→ **SUPPLIED MATERIAL**:
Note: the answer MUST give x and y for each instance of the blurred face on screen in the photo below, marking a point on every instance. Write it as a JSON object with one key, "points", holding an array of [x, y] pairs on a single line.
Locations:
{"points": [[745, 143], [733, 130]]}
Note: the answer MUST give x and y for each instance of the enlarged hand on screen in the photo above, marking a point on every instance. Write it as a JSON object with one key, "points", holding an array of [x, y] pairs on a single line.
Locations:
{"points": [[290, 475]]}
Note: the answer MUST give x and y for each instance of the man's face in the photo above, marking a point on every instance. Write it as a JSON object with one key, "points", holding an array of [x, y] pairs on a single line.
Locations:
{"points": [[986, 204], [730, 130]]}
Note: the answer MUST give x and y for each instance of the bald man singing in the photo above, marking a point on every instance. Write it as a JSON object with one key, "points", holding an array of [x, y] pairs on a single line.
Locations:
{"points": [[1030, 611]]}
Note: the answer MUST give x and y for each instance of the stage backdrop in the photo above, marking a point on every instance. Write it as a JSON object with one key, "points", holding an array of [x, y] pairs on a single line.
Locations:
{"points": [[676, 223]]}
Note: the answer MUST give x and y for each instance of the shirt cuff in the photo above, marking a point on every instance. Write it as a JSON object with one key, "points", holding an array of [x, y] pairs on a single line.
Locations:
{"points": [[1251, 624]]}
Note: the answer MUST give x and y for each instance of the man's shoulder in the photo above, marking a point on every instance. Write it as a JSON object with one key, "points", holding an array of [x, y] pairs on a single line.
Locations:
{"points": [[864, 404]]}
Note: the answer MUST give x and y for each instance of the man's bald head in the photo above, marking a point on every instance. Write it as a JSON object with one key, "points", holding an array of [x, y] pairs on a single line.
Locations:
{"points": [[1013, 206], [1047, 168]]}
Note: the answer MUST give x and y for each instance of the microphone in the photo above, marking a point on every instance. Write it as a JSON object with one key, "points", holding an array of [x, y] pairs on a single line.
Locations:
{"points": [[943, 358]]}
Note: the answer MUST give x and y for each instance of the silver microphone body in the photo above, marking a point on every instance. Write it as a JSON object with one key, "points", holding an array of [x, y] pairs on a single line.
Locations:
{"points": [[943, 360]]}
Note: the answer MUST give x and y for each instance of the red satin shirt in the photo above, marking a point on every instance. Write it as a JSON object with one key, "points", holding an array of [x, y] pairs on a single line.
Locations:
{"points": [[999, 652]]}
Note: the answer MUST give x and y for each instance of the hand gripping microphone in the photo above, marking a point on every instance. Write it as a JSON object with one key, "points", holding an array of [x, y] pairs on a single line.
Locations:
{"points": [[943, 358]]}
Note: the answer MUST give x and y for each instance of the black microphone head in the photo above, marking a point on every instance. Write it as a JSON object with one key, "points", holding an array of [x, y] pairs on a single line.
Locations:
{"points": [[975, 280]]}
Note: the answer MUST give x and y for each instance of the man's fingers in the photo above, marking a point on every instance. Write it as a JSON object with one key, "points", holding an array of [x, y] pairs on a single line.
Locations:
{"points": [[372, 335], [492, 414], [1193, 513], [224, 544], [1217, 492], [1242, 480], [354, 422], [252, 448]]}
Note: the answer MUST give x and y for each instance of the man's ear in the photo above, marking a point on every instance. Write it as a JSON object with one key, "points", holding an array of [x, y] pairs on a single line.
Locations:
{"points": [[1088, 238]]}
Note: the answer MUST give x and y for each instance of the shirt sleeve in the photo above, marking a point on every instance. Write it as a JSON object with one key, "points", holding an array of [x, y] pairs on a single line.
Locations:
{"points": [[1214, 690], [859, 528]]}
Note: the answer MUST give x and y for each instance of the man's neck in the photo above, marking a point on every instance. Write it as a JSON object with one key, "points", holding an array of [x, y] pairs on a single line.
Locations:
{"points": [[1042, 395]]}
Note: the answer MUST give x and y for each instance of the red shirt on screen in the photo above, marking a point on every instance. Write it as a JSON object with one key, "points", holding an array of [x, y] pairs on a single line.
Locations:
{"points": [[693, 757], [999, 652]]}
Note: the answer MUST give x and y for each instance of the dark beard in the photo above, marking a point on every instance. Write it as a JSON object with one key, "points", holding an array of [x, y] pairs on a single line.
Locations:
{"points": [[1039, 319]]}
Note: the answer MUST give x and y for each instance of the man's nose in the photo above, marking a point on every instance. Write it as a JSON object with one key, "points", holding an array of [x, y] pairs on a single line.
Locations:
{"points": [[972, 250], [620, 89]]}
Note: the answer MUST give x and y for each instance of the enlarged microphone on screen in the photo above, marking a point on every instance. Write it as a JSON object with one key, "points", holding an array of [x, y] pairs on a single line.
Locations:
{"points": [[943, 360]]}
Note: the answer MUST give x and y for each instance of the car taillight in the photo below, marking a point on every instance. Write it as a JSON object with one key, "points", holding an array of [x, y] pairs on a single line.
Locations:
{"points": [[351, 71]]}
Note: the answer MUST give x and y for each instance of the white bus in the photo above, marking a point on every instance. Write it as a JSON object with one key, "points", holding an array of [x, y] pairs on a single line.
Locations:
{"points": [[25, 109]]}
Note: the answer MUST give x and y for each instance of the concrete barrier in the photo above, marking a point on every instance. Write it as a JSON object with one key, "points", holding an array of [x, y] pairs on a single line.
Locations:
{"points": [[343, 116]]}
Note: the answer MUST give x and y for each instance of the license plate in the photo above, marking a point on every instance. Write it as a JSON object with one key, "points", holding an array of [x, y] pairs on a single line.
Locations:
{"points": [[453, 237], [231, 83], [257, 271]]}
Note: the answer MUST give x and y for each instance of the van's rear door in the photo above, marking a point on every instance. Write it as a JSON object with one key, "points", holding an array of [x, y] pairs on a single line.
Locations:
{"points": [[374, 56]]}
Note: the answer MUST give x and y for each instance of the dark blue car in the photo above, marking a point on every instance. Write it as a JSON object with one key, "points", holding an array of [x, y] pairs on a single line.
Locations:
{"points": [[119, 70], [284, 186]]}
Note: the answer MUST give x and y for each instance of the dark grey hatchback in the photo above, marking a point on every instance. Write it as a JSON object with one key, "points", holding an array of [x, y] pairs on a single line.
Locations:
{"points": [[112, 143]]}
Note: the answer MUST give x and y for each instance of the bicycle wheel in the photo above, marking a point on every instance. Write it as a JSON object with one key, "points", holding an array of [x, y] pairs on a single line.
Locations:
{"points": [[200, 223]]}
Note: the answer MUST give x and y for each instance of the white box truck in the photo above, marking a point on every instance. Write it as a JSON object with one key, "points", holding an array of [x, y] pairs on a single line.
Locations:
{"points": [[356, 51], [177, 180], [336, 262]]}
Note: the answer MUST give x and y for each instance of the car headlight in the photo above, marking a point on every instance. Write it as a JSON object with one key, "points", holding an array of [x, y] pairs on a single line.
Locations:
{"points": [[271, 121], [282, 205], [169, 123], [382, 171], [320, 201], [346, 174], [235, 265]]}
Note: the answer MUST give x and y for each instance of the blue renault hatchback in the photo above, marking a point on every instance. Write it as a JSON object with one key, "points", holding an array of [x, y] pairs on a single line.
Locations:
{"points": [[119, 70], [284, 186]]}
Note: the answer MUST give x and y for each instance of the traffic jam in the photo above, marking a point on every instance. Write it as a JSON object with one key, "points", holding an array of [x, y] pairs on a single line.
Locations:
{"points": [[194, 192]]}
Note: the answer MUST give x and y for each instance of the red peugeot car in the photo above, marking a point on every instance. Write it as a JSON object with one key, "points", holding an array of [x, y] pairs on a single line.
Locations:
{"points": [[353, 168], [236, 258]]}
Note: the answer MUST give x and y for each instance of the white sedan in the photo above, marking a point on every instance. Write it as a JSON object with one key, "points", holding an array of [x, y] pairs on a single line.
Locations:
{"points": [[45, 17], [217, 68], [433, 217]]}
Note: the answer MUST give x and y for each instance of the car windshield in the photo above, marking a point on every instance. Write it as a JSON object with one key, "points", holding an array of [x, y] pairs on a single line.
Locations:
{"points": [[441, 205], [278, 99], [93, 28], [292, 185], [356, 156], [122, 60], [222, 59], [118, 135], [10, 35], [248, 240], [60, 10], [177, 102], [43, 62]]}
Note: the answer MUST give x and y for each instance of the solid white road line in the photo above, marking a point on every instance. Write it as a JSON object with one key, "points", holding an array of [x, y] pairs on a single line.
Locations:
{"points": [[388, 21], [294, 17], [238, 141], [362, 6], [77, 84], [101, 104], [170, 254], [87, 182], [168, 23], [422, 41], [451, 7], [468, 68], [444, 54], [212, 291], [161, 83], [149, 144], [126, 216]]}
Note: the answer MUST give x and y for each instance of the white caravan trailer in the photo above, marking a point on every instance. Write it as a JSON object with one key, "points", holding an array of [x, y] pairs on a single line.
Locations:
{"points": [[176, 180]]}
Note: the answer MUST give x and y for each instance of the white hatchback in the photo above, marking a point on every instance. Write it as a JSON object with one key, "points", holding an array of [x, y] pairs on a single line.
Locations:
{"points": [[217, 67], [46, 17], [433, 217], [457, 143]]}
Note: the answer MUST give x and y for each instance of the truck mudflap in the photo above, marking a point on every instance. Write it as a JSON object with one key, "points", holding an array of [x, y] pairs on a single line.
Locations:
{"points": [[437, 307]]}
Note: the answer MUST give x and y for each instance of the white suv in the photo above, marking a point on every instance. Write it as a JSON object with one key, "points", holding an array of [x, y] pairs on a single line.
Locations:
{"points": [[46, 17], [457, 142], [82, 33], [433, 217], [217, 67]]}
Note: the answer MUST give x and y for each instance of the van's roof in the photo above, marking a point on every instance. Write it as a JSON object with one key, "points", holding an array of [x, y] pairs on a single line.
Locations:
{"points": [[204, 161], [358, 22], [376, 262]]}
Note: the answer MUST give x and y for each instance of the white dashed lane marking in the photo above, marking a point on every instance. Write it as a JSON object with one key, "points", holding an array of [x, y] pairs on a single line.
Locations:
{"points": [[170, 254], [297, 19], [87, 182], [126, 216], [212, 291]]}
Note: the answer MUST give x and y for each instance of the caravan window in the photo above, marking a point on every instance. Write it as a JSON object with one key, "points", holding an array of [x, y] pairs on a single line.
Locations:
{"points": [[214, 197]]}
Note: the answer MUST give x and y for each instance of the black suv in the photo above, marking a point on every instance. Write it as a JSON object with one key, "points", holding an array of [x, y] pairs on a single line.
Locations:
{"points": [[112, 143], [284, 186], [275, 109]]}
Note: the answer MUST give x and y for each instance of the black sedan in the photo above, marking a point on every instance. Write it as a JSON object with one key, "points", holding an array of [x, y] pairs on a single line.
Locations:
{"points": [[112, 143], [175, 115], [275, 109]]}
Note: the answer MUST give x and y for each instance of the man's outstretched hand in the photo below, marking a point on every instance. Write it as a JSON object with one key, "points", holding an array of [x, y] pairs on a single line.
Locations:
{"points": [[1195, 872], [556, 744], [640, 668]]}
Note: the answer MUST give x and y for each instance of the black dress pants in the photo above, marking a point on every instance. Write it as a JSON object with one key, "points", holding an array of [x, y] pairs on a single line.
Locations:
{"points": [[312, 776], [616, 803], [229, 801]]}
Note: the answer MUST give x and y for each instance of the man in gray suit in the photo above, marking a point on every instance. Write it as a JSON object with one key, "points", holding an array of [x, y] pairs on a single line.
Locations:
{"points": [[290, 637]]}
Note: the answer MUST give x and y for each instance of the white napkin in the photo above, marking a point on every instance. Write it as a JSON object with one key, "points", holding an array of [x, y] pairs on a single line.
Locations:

→ **EXERCISE GOAL**:
Begin with the line that contains "man in gray" and end with the last line of the records; set down every line in that span exactly, and nothing else.

→ **THE REPLY**:
Note: the answer MUST give x and y for each instance of the man in gray suit in the photo above, marking a point on every instance. Write it as a JSON object with one key, "points", holding an array of [x, y] pairs on a single line.
Locations:
{"points": [[290, 637]]}
Note: the answer MUST give x and y for each instance of the white napkin in the photo above, marking a point on every instance. Write it as a JSON object with one key, "points", holding an array of [x, y] pairs on a single line.
Locations:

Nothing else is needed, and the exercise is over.